== EXTRAIT PROPOSÉ

Daniel Bensaïd : Il y a d’abord un contexte très différent. Les années 1960 sont marquées par les luttes de libération nationale contre le colonialisme, auxquelles s’identifiaient totalement et sans réserve les courants dissidents de la social-démocratie qui venaient du catholicisme de gauche et du Parti communiste. Les textes de Franz Fanon participaient de cet espèce d’élan où le thème de l’« émancipation » était peu problématique. Deuxièmement, nous participions à l’héritage de la tradition communiste : la révolution russe de 1917 était une date de naissance, au détriment d’ailleurs d’une connaissance du socialisme français qui comptait beaucoup de variétés intéressantes. Troisièmement, nous étions portés par le sentiment que l’histoire avait repris sa marche en avant et « triomphale » vers l’abondance, après la mauvaise parenthèse de la Seconde Guerre mondiale, des camps et du génocide. Nous vivions les fameuses années de croissance appelées « Trente glorieuses ». Cette idée de société d’abondance a permis à des communistes (surtout en Italie) de penser à la possibilité d’instaurer tout de suite le communisme par le partage dès maintenant de cette abondance.

====
== DONNÉES FOURNIES

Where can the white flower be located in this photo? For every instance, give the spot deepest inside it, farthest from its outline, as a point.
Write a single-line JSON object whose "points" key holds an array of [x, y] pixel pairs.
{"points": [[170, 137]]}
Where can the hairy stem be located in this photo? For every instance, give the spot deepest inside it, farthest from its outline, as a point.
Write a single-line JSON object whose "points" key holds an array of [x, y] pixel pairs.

====

### TRAVAIL À RÉALISER
Poursuivez l'extrait sur le contexte politique des années 1960 en reprenant juste après sa dernière phrase.

### LA RÉPONSE
Cette vision du monde s’est écroulée, dans ces éléments fondamentaux que je viens d’identifier, à la charnière des années 1970 et 1980. On peut dire que la formule de Jean-Paul Sartre, « le communisme, horizon indépassable de notre temps », s’est retournée en « marché, horizon indépassable de notre temps ». La nouvelle génération — même si le terme me semble abusif — s’est formée dans la culture de la résistance, une thématique forte des années 1980 en philosophie inspirée par Michel Foucault et que l’on retrouve chez Alain Badiou et Jacques Rancière. Cette génération militante s’inscrit en résistance au libéralisme qui était à l’offensive et qui est devenu l’idéologie pratiquement dominante.
Cette volonté de résistance, c’est ce qui se traduit dans les rassemblements altermondialistes. Cette génération est dotée d’une culture critique qui n’est pas dominée par des références marxistes. À la différence des années 1960, la génération d’aujourd’hui ne mène pas de débats stratégiques. On ne trouve rien de comparable aujourd’hui aux débats passionnés qu’il y a eu à l’époque précédente au sujet du Chili, du Viêtnam et de la révolution portugaise. L’impératif catégorique, c’est tenir ou continuer, comme dit Badiou. Mais au-delà — quelles alternatives? quelle société? —, tout reste en sourdine. C’est ce que j’appelle le degré zéro du débat stratégique.
fdd : Pourriez-vous préciser les différences que vous venez d’évoquer entre l’époque riche en « débats stratégiques » de Mai 1968 et celle d’aujourd’hui, qui serait pauvre en débats stratégiques?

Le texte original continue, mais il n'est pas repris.